● Exercise tasks
1: Reproduce the stretch of the fine-tuning excerpt from "FastLanguageModel.for_inference(model)" through "print(tokenizer.decode(output[0], skip_special_tokens=True))".
2: According to the fine-tuning excerpt, how long does training typically take on a single RTX 4090 with a 500-example dataset?

Now set up the trainer:

from trl import SFTTrainer
from transformers import TrainingArguments

trainer = SFTTrainer(
    model=model,
    tokenizer=tokenizer,
    train_dataset=dataset,
    args=TrainingArguments(
        per_device_train_batch_size=2,
        gradient_accumulation_steps=4,
        warmup_steps=5,
        num_train_epochs=3,
        learning_rate=2e-4,
        fp16=True,
        logging_steps=10,
        output_dir="outputs",
    ),
)

trainer.train()

On a single RTX 4090 with a 500-example dataset, this typically finishes in 10–20 minutes. Watch the training loss — it should decrease steadily. If it plateaus immediately, your learning rate may be too low. If it spikes, too high.

Step 5: Test the fine-tuned model

Before exporting, verify the model behaves as expected:

FastLanguageModel.for_inference(model)

messages = [
    {"role": "user", "content": "How do I reset my password?"}
]

inputs = tokenizer.apply_chat_template(
    messages, tokenize=True, add_generation_prompt=True, return_tensors="pt"
).to("cuda")

output = model.generate(input_ids=inputs, max_new_tokens=256)
print(tokenizer.decode(output[0], skip_special_tokens=True))

Run several test prompts, especially edge cases. If the outputs aren’t right, revisit your dataset — the fix is almost always better data, not more hyperparameter tuning.

Step 6: Export to GGUF for Ollama

To run your fine-tuned model locally with Ollama, export it to GGUF format:

model.save_pretrained_gguf(
    "my-finetuned-model",
    tokenizer,
    quantization_method="q4_k_m",
)

[Photo-based referring expression data]
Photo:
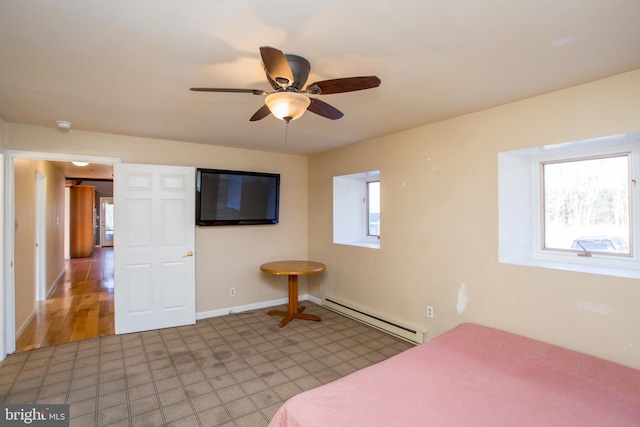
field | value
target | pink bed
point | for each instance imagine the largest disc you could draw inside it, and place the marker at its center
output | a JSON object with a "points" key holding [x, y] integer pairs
{"points": [[474, 376]]}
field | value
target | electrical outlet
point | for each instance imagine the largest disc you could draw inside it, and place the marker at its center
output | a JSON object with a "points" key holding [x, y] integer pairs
{"points": [[430, 311]]}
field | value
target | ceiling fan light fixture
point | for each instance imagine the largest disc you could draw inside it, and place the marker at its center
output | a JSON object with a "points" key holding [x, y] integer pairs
{"points": [[287, 106]]}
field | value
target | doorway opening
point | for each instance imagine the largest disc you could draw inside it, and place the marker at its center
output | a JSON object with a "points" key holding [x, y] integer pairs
{"points": [[63, 278]]}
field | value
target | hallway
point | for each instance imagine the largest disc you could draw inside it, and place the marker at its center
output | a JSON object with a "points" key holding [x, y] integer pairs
{"points": [[79, 307]]}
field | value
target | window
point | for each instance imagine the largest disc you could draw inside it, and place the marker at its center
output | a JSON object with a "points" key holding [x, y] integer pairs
{"points": [[373, 208], [356, 209], [586, 205], [572, 206]]}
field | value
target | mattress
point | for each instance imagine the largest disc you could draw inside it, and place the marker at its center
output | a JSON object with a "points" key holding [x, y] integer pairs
{"points": [[474, 376]]}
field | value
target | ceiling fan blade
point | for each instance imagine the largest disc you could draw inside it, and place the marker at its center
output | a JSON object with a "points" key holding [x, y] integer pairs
{"points": [[217, 89], [276, 65], [260, 114], [323, 109], [346, 84]]}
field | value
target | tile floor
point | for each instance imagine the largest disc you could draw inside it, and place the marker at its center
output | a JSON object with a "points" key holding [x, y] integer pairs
{"points": [[233, 370]]}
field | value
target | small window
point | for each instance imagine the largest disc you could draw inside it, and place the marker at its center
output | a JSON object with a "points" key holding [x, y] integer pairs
{"points": [[356, 209], [373, 208], [586, 205]]}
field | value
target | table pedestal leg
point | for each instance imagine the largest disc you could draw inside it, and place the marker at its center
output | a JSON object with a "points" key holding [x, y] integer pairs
{"points": [[295, 311]]}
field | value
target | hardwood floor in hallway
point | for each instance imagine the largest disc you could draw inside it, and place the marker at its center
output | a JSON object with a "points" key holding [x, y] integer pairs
{"points": [[79, 307]]}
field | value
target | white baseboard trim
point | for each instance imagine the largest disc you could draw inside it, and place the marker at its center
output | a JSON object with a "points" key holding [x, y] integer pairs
{"points": [[22, 327], [254, 306]]}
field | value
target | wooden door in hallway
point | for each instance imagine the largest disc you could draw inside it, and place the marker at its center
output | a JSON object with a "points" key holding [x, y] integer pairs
{"points": [[79, 307]]}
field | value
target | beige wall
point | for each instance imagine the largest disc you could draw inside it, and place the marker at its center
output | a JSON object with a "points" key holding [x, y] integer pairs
{"points": [[439, 226], [25, 234], [225, 256]]}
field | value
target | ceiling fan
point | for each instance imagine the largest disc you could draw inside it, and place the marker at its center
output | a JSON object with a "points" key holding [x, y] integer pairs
{"points": [[287, 75]]}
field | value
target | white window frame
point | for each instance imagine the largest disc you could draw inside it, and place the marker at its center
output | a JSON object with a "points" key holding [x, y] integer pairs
{"points": [[368, 208], [520, 207]]}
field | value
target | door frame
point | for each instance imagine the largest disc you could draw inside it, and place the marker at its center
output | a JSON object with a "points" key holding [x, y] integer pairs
{"points": [[8, 333], [41, 236]]}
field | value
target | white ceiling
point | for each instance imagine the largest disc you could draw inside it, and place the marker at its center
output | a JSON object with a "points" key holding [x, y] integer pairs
{"points": [[125, 66]]}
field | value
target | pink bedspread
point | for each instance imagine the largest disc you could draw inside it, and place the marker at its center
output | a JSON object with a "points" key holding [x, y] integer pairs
{"points": [[474, 376]]}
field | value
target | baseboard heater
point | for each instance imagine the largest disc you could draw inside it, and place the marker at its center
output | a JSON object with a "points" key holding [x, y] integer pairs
{"points": [[393, 328]]}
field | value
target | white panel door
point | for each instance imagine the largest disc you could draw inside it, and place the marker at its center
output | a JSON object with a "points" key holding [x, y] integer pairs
{"points": [[154, 262]]}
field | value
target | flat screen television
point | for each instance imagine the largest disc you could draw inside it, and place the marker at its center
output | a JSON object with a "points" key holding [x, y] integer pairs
{"points": [[225, 197]]}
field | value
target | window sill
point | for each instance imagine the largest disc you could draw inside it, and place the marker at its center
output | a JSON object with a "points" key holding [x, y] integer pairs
{"points": [[580, 268]]}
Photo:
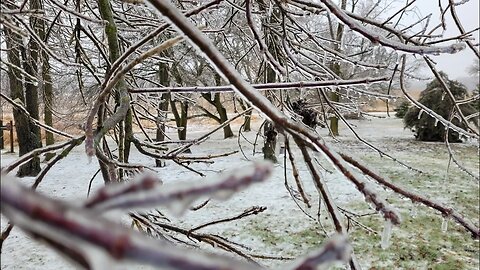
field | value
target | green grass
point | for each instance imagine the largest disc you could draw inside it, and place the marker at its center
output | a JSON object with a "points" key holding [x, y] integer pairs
{"points": [[419, 242]]}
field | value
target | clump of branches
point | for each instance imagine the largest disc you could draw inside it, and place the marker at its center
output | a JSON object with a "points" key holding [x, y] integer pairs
{"points": [[261, 50], [427, 128]]}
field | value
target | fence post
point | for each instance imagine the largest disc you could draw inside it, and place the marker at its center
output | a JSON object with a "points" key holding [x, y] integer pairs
{"points": [[11, 137]]}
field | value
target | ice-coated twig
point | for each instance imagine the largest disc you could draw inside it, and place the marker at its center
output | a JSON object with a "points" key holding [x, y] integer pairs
{"points": [[114, 190], [296, 175], [325, 194], [375, 38], [415, 197], [254, 210], [83, 229], [178, 198], [263, 47]]}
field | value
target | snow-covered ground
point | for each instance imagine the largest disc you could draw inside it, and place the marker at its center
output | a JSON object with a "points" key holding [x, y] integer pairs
{"points": [[70, 178]]}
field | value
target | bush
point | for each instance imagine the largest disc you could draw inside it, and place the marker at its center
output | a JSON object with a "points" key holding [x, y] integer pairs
{"points": [[426, 128], [402, 109]]}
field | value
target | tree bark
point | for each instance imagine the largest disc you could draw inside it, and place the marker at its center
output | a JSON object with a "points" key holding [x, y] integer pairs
{"points": [[162, 108], [121, 87], [25, 136], [335, 67]]}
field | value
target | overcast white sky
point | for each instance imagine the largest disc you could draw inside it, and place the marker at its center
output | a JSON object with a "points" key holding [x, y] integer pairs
{"points": [[455, 65]]}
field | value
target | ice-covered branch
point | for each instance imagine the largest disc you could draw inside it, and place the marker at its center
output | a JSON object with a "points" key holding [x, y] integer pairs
{"points": [[375, 38], [415, 197], [178, 198]]}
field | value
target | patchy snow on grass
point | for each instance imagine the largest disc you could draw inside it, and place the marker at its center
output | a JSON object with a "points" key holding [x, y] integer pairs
{"points": [[283, 229]]}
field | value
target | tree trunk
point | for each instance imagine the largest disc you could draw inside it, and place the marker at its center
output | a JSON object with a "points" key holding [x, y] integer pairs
{"points": [[162, 108], [33, 140], [121, 87], [270, 143], [25, 136], [222, 112], [335, 67], [48, 102]]}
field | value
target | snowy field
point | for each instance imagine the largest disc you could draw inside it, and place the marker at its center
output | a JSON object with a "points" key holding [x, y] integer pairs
{"points": [[284, 230]]}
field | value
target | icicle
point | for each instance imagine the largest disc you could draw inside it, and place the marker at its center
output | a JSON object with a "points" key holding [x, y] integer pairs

● Outputs in order
1:
FastLanguageModel.for_inference(model)

messages = [
    {"role": "user", "content": "How do I reset my password?"}
]

inputs = tokenizer.apply_chat_template(
    messages, tokenize=True, add_generation_prompt=True, return_tensors="pt"
).to("cuda")

output = model.generate(input_ids=inputs, max_new_tokens=256)
print(tokenizer.decode(output[0], skip_special_tokens=True))

2: It typically finishes in 10–20 minutes.